INSTRUÇÕES DO EXERCÍCIO:
• 1. Transcreva do trecho da fonte a passagem que começa em "O novo discurso" e termina em "exatamente a democracia.".
• 2. Segundo o trecho da fonte, quem entrevistou Jacques Rancière para o site MEDIAPART?

TRECHO DA FONTE:
━━━━━━━━━━━━━━━━━━━━━━━━━━━━━━
Em entrevista concedida ao jornalista Joseph Confavreux e publicada no site MEDIAPART em 03 de dezembro do corrente ano, Jacques Rancière, filósofo francês analisa a ordem dominante e as complexas confusões políticas do momento e, em várias respostas, Rancière se refere ao presidente do nosso país, Jair Bolsonaro, assim como, ao presidente dos Estados Unidos, Donald Trump. Vale ressaltar que estes se destacam no cenário mundial como personagens de um mundo da política de tendências não democráticas e que se mantém no poder graças aos esgarçamento dos valores das instituições que se dizem democráticas, mas que ao final, servem ao poder dominante, diga-se de passagem ao capital.
Lembrando que há cerca de 15 anos, Rancière lançou um pequeno e polêmico livro em quedenunciava o ódio das elites à democracia. Na visão deste autor, o ódio à democracia não é novo, no entanto, a potencialização do mesmo ao status democrático é algo contemporâneo. Em sua percepção é possível identificar a expansão desse sentimento negativo há algumas décadas, visto que o governo democrático passou a ser entendido como “mau” quando privilegia os direitos da coletividade. Enquanto que os “bons” governos democráticos se voltam para a liberdade e direitos individuais. Trata-se do modelo de democracia liberal em que o individualismo pregado pelo mercado do “eu” iphone, imac, iphop, etc., rege não só a esfera privada, mas pública.
O novo discurso antidemocrático faz um retrato da democracia com traços que eram atribuídos antigamente ao totalitarismo. Esse retrato, fala o autor, passará por um discurso de desfiguração como se, tendo se tornado inútil o conceito de totalitarismo, se pudesse aproveitar seus traços que podem ser compostos e recompostos para refazer o retrato daquilo que se supunha ser o seu oposto, exatamente a democracia.
Já na entrevista publicada esta semana, Rancière ao ser perguntado sobre os cenários do passado (em que analisou o ódio à democracia ) e o atual, responde afirmando que o discurso intelectual republicano do final do século passado e início do século XXI terminou se espalhando e alimentando o pensamento da extrema direita e foi usado para justificar restrições de liberdades, assim como, para reforçar argumentos racistas e homofóbicos que subsidiam as bases políticas de vários líderes no mundo atual, como no Brasil e nos EUA. Nas palavras de Rancière: pode-se dizer ao mesmo tempo que esses temas estenderam seu império e mostraram mais claramente sua obediência às potências dominantes. O ódio intelectual à democracia tem sido cada vez mais visto como mero acompanhamento ideológico do desenvolvimento vertiginoso de desigualdades de todos os tipos e do aumento do poder policial sobre os indivíduos.
━━━━━━━━━━━━━━━━━━━━━━━━━━━━━━
ITENS FORNECIDOS:
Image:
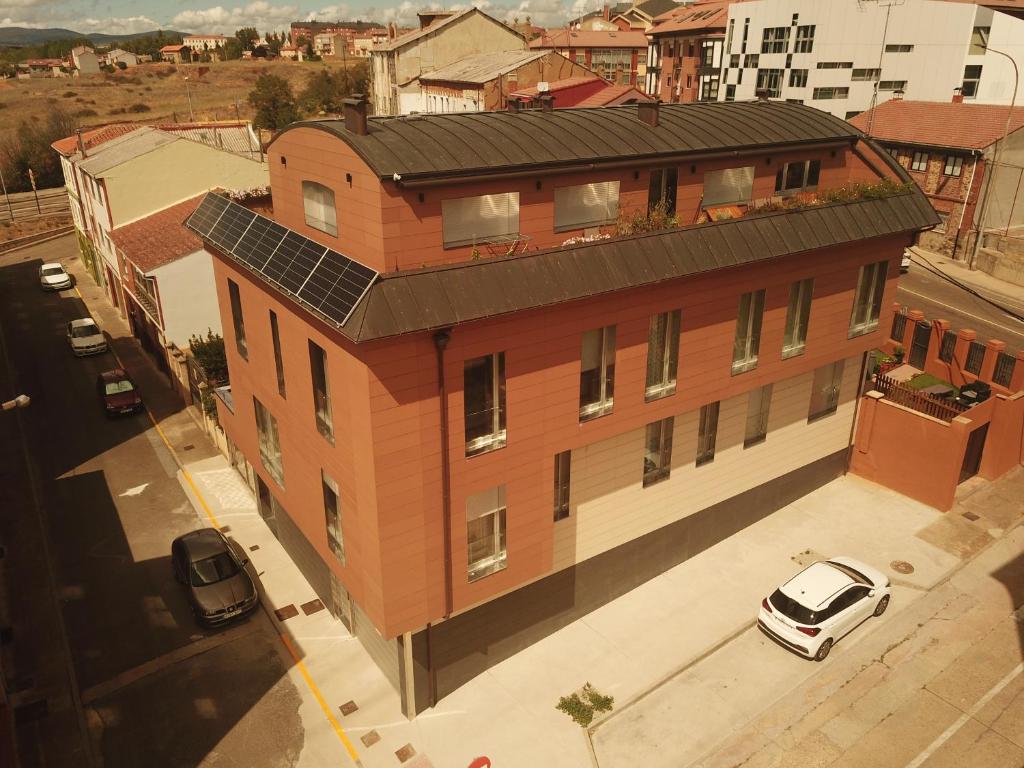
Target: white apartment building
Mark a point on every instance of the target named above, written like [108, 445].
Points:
[833, 54]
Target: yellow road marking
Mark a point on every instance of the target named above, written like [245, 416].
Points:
[313, 688]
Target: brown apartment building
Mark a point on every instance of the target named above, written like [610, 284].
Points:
[472, 419]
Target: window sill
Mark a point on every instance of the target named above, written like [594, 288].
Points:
[595, 411]
[658, 391]
[743, 366]
[485, 444]
[486, 567]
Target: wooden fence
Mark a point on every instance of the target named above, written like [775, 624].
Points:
[902, 394]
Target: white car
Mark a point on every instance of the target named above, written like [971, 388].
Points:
[824, 601]
[53, 276]
[85, 337]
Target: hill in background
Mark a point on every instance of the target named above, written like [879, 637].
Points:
[28, 36]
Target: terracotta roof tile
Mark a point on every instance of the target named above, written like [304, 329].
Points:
[963, 126]
[160, 238]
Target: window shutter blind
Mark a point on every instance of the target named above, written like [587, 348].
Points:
[729, 185]
[586, 205]
[470, 220]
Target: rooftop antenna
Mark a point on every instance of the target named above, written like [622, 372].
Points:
[888, 5]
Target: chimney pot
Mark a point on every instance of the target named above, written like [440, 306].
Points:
[647, 113]
[355, 114]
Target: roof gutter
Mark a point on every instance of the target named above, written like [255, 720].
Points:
[662, 160]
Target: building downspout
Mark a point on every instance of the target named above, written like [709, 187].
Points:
━━━━━━━━━━━━━━━━━━━━━━━━━━━━━━
RESPOSTAS ESPERADAS:
• 1.
O novo discurso antidemocrático faz um retrato da democracia com traços que eram atribuídos antigamente ao totalitarismo. Esse retrato, fala o autor, passará por um discurso de desfiguração como se, tendo se tornado inútil o conceito de totalitarismo, se pudesse aproveitar seus traços que podem ser compostos e recompostos para refazer o retrato daquilo que se supunha ser o seu oposto, exatamente a democracia.

• 2. O jornalista Joseph Confavreux.